Okuma Metni:
•••••

Burnunu her işe sokmaya meraklı RTÜK’ün, "Var mısın Yok musun" isimli yarışma programında resmen kumar oynatılmasına sesini çıkarmamasını eleştirmiştim. RTÜK’ten yine ses seda çıkmadı ama bazı okurlar e.posta göndermişler. Yarışmayı beğenerek izlediklerini, kumar oynatılmadığını iddia etmişler.
"Kumarda insanlar ortaya para koyarlar ve kaybederlerse kendi paralarını kaybederler" diyorlar.
Önce programın yapımcısı ve sunucusu Acun Ilıcalı’yı başarılı bulduğumu belirteyim. "Var mısın yok musun" dahil hiçbir programın yasaklanmasından yana değilim. RTÜK’ün TV’lerin işlerine haddinden fazla müdahale ettiğini düşünüyorum. RTÜK’ün "Var mısın Yok musun"la ilgili tavrını eleştirmemin nedeni de icraatlarındaki tutarsızlığı.
Sen kalk zenne diye Huysuz Virjin’le uğraş, masum bir eğlence programı olan "Güzel ve Dahi"yi toplumun bilgi seviyesini gözler önüne seriyor diye oldu bittiye getirerek yayından kaldırt, sonra resmen kumar oynatılan bir yarışma programı karşısında sus pus otur.
Hem polis, hem savcı, hem hakim yetkileriyle donatılmış bir kamu kurumunun başkanının bu kadar tutarsız davranışlarda bulunmaya hakkı yok.
Kimse de kalkıp yarışmada yapılanın kumar olmadığını savunmaya kalkmasın. Program önce bir oyun gibi başlıyor. Yarışmacı bir kutu seçiyor ve içindeki para ödülünü kazanmış oluyor. Buraya kadar sorun yok. Yarışmacı bu ana kadar ortaya bir para koymadığı için kumardan bahsetmek de mümkün değil.

•••••

Veri Kümesi Kesiti:
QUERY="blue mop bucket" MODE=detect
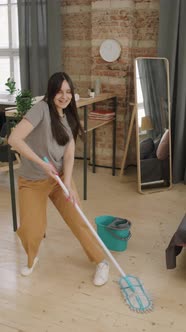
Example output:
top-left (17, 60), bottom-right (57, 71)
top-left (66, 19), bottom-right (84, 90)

•••••

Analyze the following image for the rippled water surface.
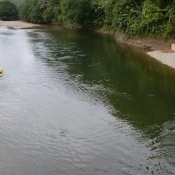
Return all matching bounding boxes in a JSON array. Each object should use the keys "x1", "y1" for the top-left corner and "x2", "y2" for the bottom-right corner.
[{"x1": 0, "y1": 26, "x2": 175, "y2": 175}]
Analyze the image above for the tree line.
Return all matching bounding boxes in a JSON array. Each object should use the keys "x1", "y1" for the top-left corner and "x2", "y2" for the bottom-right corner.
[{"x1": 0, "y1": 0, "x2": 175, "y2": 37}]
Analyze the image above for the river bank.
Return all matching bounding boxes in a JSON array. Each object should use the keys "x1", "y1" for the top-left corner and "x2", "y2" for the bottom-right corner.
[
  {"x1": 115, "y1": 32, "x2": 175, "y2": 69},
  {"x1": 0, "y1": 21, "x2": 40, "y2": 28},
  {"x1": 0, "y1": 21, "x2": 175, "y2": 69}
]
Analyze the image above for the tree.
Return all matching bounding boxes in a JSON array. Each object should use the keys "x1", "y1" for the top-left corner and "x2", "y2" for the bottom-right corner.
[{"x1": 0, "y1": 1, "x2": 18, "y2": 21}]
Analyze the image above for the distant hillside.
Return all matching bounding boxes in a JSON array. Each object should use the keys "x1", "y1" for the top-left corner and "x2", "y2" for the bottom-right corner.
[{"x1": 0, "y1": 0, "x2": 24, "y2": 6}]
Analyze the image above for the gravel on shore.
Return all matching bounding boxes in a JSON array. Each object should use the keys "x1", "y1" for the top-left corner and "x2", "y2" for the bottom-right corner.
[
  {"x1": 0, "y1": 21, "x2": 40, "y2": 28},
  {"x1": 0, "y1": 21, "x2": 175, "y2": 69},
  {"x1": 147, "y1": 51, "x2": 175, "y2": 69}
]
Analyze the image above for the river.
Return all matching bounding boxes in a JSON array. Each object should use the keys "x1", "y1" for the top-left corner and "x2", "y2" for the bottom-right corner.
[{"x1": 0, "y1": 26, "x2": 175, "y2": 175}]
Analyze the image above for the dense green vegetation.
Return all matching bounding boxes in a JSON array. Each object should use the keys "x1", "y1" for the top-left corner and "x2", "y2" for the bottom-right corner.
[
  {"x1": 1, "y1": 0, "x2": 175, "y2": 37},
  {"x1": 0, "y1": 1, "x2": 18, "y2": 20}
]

•••••

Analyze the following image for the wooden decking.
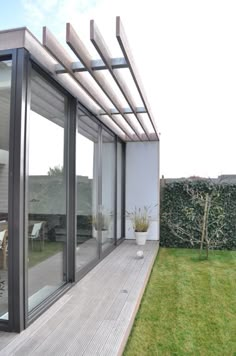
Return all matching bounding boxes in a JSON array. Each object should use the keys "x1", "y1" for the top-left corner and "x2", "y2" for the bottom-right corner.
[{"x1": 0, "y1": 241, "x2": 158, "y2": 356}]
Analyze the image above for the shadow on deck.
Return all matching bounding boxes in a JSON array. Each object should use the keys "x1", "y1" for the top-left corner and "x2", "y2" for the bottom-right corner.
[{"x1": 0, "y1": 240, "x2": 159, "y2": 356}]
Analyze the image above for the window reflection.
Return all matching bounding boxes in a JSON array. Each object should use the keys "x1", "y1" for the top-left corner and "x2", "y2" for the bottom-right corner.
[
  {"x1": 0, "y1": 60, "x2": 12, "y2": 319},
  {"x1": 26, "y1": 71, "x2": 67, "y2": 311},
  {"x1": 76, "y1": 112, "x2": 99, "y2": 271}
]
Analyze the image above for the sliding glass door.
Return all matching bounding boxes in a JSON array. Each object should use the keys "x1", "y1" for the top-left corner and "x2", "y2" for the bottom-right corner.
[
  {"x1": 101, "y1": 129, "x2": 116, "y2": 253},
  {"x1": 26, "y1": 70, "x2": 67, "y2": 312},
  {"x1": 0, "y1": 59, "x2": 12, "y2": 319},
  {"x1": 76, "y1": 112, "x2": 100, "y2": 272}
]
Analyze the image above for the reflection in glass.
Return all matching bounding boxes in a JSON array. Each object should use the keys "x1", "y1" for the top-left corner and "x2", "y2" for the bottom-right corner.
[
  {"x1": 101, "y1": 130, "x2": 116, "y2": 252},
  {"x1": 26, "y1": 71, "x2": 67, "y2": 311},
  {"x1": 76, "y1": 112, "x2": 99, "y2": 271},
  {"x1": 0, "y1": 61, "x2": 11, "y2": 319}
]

•••••

Alıştırma Yönergesi: Okuma metninde "Sen kalk zenne" ifadesinden başlayıp aşağıya doğru "de mümkün değil." ifadesine kadar uzanan bölümün tamamını harfi harfine tekrar yazın.

Görevin Çözümü:
Sen kalk zenne diye Huysuz Virjin’le uğraş, masum bir eğlence programı olan "Güzel ve Dahi"yi toplumun bilgi seviyesini gözler önüne seriyor diye oldu bittiye getirerek yayından kaldırt, sonra resmen kumar oynatılan bir yarışma programı karşısında sus pus otur.
Hem polis, hem savcı, hem hakim yetkileriyle donatılmış bir kamu kurumunun başkanının bu kadar tutarsız davranışlarda bulunmaya hakkı yok.
Kimse de kalkıp yarışmada yapılanın kumar olmadığını savunmaya kalkmasın. Program önce bir oyun gibi başlıyor. Yarışmacı bir kutu seçiyor ve içindeki para ödülünü kazanmış oluyor. Buraya kadar sorun yok. Yarışmacı bu ana kadar ortaya bir para koymadığı için kumardan bahsetmek de mümkün değil.